(OBJECTIVE A) Shift the rows from the line containing "Guideline: mark the overcast" down to the line containing "372], [498, 461]]", both lines included. Write out each of those lines again, including the requests, and add 32 to every coordinate in the answers while leaving the requests and their sample lists unchanged.

*** PROVIDED PASSAGE

# GE Profile Washing Machine



## Tinkerer (Nov 13, 2008)

I replaced the transmission on my washing machine last summer. Ever since then, it has been ultra-sensitive to out of balance loads.I opened it up and double checked that all the tub supports are properly placed and nothing odd there. Before I changed the part, the washer would occasionally thump with an out of balance load (maybe 1 out of 10-15 loads) but now it seems that only 1 out of 15 doesn't thump. Am I missing something?


----------



## Jacques (Jul 9, 2008)

did you mix up support rods?? they are location sensitive.


----------



## Tinkerer (Nov 13, 2008)

Not that I recall. If I remember correctly, I left them hanging in the machine when I dropped everything out but it was a long time ago. Is there any way to determine if they're in the wrong place?


----------



## Jacques (Jul 9, 2008)

the front are yellow. this is uncommon for this washer to go out of balance. GE hung their hat on this feature. the tub is balanced by; the rods, straps, rear self leveling legs, and balance ring[thing that fits under plastic clothes guard [on top of tub] if it's going o/b on you a lot [banging] something is worn. i assume it's on a good floor and front legs are not up too high?? also, tub bearing was ok?-tub not wobbely on trans shaft??


----------



## Tinkerer (Nov 13, 2008)

******
*** TASK INPUTS

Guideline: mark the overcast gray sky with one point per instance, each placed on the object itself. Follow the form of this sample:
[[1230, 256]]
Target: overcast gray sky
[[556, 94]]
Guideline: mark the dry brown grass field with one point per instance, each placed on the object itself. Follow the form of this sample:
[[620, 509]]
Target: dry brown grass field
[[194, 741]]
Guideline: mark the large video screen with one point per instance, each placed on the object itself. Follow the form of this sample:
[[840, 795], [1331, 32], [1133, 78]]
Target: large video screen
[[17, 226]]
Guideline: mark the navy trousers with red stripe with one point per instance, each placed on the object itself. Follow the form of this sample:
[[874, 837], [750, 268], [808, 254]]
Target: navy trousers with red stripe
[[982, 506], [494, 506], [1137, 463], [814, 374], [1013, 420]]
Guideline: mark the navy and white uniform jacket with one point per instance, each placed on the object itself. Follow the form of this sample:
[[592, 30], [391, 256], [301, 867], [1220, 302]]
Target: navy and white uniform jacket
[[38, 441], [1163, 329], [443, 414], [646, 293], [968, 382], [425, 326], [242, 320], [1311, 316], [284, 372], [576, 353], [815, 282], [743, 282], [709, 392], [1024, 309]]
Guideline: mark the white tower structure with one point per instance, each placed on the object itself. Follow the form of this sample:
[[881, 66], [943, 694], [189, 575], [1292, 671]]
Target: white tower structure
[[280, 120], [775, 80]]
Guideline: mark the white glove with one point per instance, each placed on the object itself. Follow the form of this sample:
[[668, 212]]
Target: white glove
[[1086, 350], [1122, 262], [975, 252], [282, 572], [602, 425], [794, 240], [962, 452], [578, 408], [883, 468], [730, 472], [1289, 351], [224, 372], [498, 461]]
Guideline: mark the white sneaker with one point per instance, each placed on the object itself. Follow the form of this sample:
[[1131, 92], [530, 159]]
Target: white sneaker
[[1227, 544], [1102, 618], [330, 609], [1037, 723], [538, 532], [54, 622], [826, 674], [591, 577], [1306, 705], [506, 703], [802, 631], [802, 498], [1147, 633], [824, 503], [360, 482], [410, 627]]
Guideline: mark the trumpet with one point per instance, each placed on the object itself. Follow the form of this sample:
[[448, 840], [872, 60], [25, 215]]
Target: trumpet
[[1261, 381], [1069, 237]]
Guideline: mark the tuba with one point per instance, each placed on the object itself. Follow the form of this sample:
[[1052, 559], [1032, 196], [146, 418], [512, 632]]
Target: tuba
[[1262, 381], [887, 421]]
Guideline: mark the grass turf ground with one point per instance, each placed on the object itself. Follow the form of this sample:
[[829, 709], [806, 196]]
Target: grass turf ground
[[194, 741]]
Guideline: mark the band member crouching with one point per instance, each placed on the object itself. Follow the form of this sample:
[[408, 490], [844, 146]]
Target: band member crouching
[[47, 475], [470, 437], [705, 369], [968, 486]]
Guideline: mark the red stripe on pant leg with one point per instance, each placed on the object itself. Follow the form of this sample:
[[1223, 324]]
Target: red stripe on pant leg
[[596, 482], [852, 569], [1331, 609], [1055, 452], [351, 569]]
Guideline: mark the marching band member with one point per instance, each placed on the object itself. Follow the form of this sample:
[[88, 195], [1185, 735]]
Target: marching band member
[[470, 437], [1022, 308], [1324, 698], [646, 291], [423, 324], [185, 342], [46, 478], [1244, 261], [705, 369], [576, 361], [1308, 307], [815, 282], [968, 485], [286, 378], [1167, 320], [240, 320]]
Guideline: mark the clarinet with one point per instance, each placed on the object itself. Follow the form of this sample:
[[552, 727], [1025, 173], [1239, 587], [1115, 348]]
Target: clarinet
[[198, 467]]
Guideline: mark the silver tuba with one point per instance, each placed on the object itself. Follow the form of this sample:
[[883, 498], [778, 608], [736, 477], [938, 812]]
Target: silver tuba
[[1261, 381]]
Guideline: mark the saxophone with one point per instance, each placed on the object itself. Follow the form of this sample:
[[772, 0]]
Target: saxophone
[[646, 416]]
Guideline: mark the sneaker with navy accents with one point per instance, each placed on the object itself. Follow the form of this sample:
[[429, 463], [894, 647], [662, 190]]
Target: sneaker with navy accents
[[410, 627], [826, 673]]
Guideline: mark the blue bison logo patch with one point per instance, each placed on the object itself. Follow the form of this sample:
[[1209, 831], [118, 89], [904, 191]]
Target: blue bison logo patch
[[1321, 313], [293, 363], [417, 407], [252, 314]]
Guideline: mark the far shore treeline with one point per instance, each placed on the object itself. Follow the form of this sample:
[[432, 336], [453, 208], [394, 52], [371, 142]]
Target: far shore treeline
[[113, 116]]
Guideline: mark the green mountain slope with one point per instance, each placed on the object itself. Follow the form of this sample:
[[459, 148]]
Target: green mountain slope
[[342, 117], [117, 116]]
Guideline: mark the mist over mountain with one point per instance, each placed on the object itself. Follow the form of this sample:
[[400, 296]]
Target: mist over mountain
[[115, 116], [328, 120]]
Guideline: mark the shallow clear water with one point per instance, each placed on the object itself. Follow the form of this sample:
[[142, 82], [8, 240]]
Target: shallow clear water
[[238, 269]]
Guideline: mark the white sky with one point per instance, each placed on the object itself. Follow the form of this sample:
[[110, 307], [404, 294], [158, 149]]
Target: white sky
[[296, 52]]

******
*** TASK INPUTS

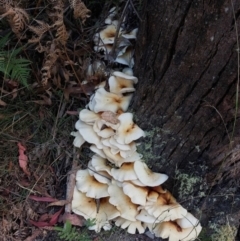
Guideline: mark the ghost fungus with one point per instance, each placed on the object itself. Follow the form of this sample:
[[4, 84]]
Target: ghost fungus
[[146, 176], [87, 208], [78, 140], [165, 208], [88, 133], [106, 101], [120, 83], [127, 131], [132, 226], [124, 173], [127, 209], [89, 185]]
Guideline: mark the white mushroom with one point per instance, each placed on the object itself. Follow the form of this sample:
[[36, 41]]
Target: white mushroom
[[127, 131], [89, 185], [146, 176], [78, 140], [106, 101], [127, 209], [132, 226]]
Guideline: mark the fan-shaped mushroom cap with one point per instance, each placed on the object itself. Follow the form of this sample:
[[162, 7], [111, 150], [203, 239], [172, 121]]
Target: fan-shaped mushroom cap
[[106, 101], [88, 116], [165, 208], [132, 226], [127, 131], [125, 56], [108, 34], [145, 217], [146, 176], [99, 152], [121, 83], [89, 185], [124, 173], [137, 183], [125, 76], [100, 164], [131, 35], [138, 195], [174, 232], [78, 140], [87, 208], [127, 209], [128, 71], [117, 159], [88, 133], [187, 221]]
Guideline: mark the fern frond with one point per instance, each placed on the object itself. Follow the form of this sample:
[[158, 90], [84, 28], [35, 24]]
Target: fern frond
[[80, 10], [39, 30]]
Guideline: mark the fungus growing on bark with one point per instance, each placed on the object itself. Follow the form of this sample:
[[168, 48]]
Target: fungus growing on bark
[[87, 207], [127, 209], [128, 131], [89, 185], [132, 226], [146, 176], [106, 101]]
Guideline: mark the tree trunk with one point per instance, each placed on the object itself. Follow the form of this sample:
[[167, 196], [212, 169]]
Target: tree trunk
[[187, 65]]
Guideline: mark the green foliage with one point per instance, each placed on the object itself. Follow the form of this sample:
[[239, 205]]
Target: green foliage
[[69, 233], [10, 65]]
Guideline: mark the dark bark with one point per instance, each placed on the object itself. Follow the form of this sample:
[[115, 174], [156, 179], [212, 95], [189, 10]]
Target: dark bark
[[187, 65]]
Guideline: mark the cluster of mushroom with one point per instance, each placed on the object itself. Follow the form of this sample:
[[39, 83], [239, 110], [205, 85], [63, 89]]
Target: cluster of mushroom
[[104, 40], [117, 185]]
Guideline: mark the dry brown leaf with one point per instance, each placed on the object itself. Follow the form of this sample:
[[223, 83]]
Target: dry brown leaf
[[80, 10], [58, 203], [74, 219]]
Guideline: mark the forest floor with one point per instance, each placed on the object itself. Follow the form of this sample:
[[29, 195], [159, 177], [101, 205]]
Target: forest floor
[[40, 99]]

******

(OBJECTIVE B) Write what comes next in the washing machine forum thread.

(TASK RESULT A)
Guideline: mark the overcast gray sky with one point per instance, each placed on the object itself. Follow the form of this sample:
[[1230, 256]]
Target: overcast gray sky
[[588, 126]]
Guideline: mark the dry brown grass field with one point per instance, each placed on the object itself. Follow the form of this sample:
[[620, 509]]
Target: dry brown grass field
[[226, 773]]
Guideline: mark the large video screen with one point per instance, each placed on the object itself. Follow the form of this sample:
[[840, 795], [1331, 32], [1133, 78]]
Target: large video screen
[[49, 258]]
Guideline: mark the navy trousers with red stripe with one point per instance, each placed on the object itself. Follow the form of this sample:
[[874, 837], [750, 268], [808, 254]]
Target: navy trousers with red stripe
[[1014, 538], [526, 538], [1169, 495], [846, 406], [1045, 452]]
Guideline: mark the navy and white uniform jacket with one point per instance, each placed on the object itself. Follow the form of this sample:
[[592, 30], [391, 256], [301, 867], [1220, 302]]
Target: navy and white uniform jacket
[[70, 473], [1195, 361], [475, 446], [678, 325], [1000, 414], [457, 358], [274, 352], [1343, 348], [316, 404], [608, 385], [847, 314], [775, 314], [741, 424], [1056, 341]]
Guideline: mark the white tower structure with one point per instance, each placed on the object itself. Follow the form of this sample:
[[881, 66], [943, 694], [189, 575], [1292, 671]]
Target: white tower structure
[[312, 152], [807, 112]]
Guideline: mark the white glove with one point per instance, each placed on the object itself. Follow the form of this sample:
[[668, 212]]
Target: white glove
[[1118, 382], [1154, 294], [1007, 284], [314, 604], [634, 457], [826, 272], [994, 484], [610, 440], [915, 500], [762, 504], [1321, 383], [256, 404], [530, 493]]

(TASK RESULT B)
Yellow ones are in the front and all are seated in the brackets. The floor is good, the front legs are only out about 1/4" and I checked to be sure that the rear legs are free to move. I do recall that the strap on the front left of the machine was broken not long after the unit was installed. I replaced it and found it broken a few months later. When I replaced the transmission, I replaced all 4 and they are all still intact. What about the balance ring at the top of the drum? Is that something that wears or is it just a weight to help load up the tub?


----------



## Jacques (Jul 9, 2008)

if it[bal ring]fails[rare] it's usually due to being banged on side of tub. it's a sealed ring filled with fluid to help the tub spin true.


----------



## Tinkerer (Nov 13, 2008)

Can I get to that balance ring without disassembling the entire machine again?


----------



## Jacques (Jul 9, 2008)

yeah. just remove top and plastic clothes guard. it sits on top of tub.


----------



## Tinkerer (Nov 13, 2008)

Opened it up and the ring does have fluid in it. I pulled the basket just to check and the left handed nut that secures it to the transmission spline was loose. I took it off, cleaned up the surfaces and put it back on but I can't get it to turn beyond the point that it contacts the basket. I removed the basket and was able to run the nut all the way down with no binding so I ran a smooth file over the mounting surface to remove a burr that was there (it was outside where the nut contacts but I wanted to be sure). Once everything is back, I still can't turn the nut beyond initial contact. Since the nut is aluminum, I'm a bit leery about putting a hammer to the pipe wrench on it so wanted to check before I cost myself a bunch of money.


----------



## Tinkerer (Nov 13, 2008)

I went ahead and used a mallet to tighten up the nut and got it snugged down. Washer still bounces around when on spin cycle but only when it first starts to spin. After about 10-15 seconds, it settles down. Should that balance ring be completely full of fluid? When I moved it around, it felt like it may have been about 1/2 full.


----------



## Jacques (Jul 9, 2008)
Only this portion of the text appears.